▶ Cuplikan Dokumen
# # # #

Panangian memberi solusi, dalam enam bulan katanya, para kepala daerah dari 33 provinsi dan 334 dinas dari kota dan kabupaten seluruh Indonesia yang hadir, bisa menyusun blue print perumahan dan permukiman di daerah masing-masing. "Jadi, pada kabinet mendatang, kementerian perumahan bi- sa menggelar kongres yang sesungguhnya dan membumi, dengan bahan dasar blue print dari seluruh daerah di Indonesia. Dengan demikian, bisa dihasilkan blue print nasional tanpa mengabaikan kearifan setiap daerah," kata Panangian.

Panangian mengatakan, kongres harus sejak awal melibatkan para pakar sebagai think-thank. Jangan seperti Konggres yang baru berlalu, pelibatannya hanya beberapa lama sebelum konggres.

Selain itu, Kemenpera masih menggunakan data Badan Pusat Statistik (BPS) tahun 2004, jadi tidak mencerminkan kondisi terkini. Padahal, data kependudukan terbaru dari BPS baru saja dirilis, terutama untuk kepentingan penyusunan daftar tetap pemilih pada pemilu legislatif baru-baru ini.

Namun, apa pun penilaian para pakar dan pengamat, Ketua Sidang Kongres Perumahan dan Pemukiman Iqbal Latanro seusai kongres di Jakarta, Rabu, mengatakan, pihaknya akan menyerahkan deklarasi kepada presiden dan kepada calon presiden yang akan maju dalam pilpres 2009.

"Paling lambat seminggu setelah penutupan kongres, akan kami serahkan, agar menjadi agenda tersendiri dalam perbaikan pembangunan di Indonesia. Selain itu, hasil kongres juga akan diserahkan kepada instansi terkait, misalnya Badan Pertanahan Nasional (BPN) mengenai masalah pertanahan dan Menteri Dalam Negeri (Mendagri) mengenai pemerintahan daerah otonomi daerah," kata Iqbal.

# # # #

▶ Uraian Tugas
Tuliskan kembali bagian teks tentang kongres perumahan, mulai dari "Panangian mengatakan, kongres" dan berakhir pada "legislatif baru-baru ini.". Baris-baris di bawah ini diambil dari sumber yang berbeda.

▶ Cuplikan Data
# # # #

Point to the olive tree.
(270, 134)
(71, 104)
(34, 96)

# # # #

▶ Jawaban
Panangian mengatakan, kongres harus sejak awal melibatkan para pakar sebagai think-thank. Jangan seperti Konggres yang baru berlalu, pelibatannya hanya beberapa lama sebelum konggres.

Selain itu, Kemenpera masih menggunakan data Badan Pusat Statistik (BPS) tahun 2004, jadi tidak mencerminkan kondisi terkini. Padahal, data kependudukan terbaru dari BPS baru saja dirilis, terutama untuk kepentingan penyusunan daftar tetap pemilih pada pemilu legislatif baru-baru ini.